§ EXERCISE GOAL: Whatever the records hold, copy it exactly and completely.

++++

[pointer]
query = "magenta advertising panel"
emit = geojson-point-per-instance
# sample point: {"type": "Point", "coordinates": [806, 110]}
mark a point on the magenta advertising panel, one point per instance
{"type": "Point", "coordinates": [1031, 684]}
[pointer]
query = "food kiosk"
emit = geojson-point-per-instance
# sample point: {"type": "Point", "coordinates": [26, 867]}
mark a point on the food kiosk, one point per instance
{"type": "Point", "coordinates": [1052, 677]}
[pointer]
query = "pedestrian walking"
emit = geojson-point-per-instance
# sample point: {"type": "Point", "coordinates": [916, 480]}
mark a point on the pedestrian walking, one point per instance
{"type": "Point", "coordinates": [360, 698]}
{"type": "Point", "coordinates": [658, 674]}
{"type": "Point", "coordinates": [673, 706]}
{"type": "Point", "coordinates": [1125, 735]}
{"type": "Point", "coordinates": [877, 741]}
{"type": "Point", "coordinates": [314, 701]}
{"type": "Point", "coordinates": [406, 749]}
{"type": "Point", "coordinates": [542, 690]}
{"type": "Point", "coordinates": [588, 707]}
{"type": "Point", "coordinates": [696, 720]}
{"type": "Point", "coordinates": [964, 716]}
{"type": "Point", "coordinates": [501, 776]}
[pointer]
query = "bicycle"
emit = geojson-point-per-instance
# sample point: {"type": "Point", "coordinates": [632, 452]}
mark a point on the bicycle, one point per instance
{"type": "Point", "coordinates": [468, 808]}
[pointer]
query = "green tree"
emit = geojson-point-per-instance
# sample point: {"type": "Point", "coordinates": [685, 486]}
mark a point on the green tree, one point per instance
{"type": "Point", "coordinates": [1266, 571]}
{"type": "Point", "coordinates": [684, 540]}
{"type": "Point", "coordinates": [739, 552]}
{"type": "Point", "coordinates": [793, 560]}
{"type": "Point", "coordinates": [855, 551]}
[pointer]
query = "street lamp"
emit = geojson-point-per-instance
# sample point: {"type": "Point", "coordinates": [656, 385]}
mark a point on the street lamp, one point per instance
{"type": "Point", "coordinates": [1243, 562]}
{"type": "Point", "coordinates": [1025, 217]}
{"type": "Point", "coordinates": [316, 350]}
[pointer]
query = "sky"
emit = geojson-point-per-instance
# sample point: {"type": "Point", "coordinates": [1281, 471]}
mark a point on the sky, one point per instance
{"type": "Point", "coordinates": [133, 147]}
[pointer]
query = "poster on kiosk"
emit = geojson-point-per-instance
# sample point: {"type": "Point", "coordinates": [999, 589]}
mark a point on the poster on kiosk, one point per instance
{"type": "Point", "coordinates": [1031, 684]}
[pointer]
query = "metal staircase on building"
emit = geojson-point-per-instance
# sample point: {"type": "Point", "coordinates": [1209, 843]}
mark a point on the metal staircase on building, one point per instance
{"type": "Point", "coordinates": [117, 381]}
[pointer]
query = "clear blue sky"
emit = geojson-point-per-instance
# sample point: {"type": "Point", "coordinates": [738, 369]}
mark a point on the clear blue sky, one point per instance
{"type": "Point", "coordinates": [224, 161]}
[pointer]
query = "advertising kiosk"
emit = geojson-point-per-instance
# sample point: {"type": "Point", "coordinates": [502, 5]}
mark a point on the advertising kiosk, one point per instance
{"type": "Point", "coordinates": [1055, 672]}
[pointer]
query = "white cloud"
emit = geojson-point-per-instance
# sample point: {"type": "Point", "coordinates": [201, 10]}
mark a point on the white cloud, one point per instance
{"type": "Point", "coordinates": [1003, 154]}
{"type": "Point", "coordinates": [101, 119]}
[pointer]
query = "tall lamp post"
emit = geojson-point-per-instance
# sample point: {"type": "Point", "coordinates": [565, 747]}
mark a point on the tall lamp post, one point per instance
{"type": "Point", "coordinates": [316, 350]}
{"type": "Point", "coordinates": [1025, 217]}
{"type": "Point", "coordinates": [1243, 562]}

++++

§ EXERCISE SOLUTION:
[pointer]
query = "magenta advertising panel"
emit = geojson-point-per-instance
# sample point: {"type": "Point", "coordinates": [806, 110]}
mark a point on the magenta advertising panel, one point per instance
{"type": "Point", "coordinates": [1031, 684]}
[pointer]
query = "food kiosk"
emit = geojson-point-per-instance
# sample point: {"type": "Point", "coordinates": [26, 867]}
mark a point on the food kiosk, one point per instance
{"type": "Point", "coordinates": [1052, 677]}
[pointer]
query = "pedestrian walking"
emit = geojson-point-per-instance
# sample point: {"type": "Point", "coordinates": [916, 480]}
mark a point on the pedestrian walking, one point per instance
{"type": "Point", "coordinates": [360, 698]}
{"type": "Point", "coordinates": [658, 674]}
{"type": "Point", "coordinates": [673, 706]}
{"type": "Point", "coordinates": [1125, 735]}
{"type": "Point", "coordinates": [877, 741]}
{"type": "Point", "coordinates": [314, 701]}
{"type": "Point", "coordinates": [406, 749]}
{"type": "Point", "coordinates": [542, 690]}
{"type": "Point", "coordinates": [588, 707]}
{"type": "Point", "coordinates": [696, 720]}
{"type": "Point", "coordinates": [964, 716]}
{"type": "Point", "coordinates": [501, 776]}
[pointer]
query = "bicycle"
emit = geojson-point-per-instance
# sample point: {"type": "Point", "coordinates": [632, 452]}
mark a point on the bicycle, one point per instance
{"type": "Point", "coordinates": [468, 808]}
[pointer]
query = "green tree"
emit = geojson-point-per-instance
# sample point: {"type": "Point", "coordinates": [685, 486]}
mark a point on the green tree, one point per instance
{"type": "Point", "coordinates": [1266, 571]}
{"type": "Point", "coordinates": [684, 540]}
{"type": "Point", "coordinates": [739, 552]}
{"type": "Point", "coordinates": [793, 560]}
{"type": "Point", "coordinates": [855, 551]}
[pointer]
query = "street lamp"
emit = geojson-point-per-instance
# sample point: {"type": "Point", "coordinates": [656, 385]}
mark a point on the street lamp, one point per instance
{"type": "Point", "coordinates": [1243, 562]}
{"type": "Point", "coordinates": [1025, 217]}
{"type": "Point", "coordinates": [316, 350]}
[pointer]
query = "sky"
emit = geojson-point-per-instance
# sample point: {"type": "Point", "coordinates": [1281, 471]}
mark a point on the sky, one point per instance
{"type": "Point", "coordinates": [133, 147]}
[pointer]
query = "poster on kiosk"
emit = geojson-point-per-instance
# sample point: {"type": "Point", "coordinates": [999, 589]}
mark a point on the poster on kiosk, one point per instance
{"type": "Point", "coordinates": [1031, 684]}
[pointer]
query = "metal staircase on building"
emit = geojson-point-per-instance
# sample point: {"type": "Point", "coordinates": [1209, 843]}
mark a point on the metal staircase on building, one point per instance
{"type": "Point", "coordinates": [117, 381]}
[pointer]
query = "clear blue sky"
emit = geojson-point-per-instance
# sample point: {"type": "Point", "coordinates": [738, 369]}
mark a point on the clear blue sky, one point per instance
{"type": "Point", "coordinates": [224, 161]}
[pointer]
query = "advertising kiosk"
emit = geojson-point-per-instance
# sample point: {"type": "Point", "coordinates": [502, 5]}
mark a point on the advertising kiosk, one point per instance
{"type": "Point", "coordinates": [1055, 672]}
[pointer]
query = "white cloud"
emit = geojson-point-per-instance
# sample point: {"type": "Point", "coordinates": [201, 10]}
mark a point on the white cloud, one point per instance
{"type": "Point", "coordinates": [1003, 154]}
{"type": "Point", "coordinates": [101, 119]}
[pointer]
query = "tall lamp post"
emit = geojson-point-per-instance
# sample point: {"type": "Point", "coordinates": [565, 747]}
mark a point on the tall lamp post, one point per instance
{"type": "Point", "coordinates": [316, 350]}
{"type": "Point", "coordinates": [1025, 217]}
{"type": "Point", "coordinates": [1243, 562]}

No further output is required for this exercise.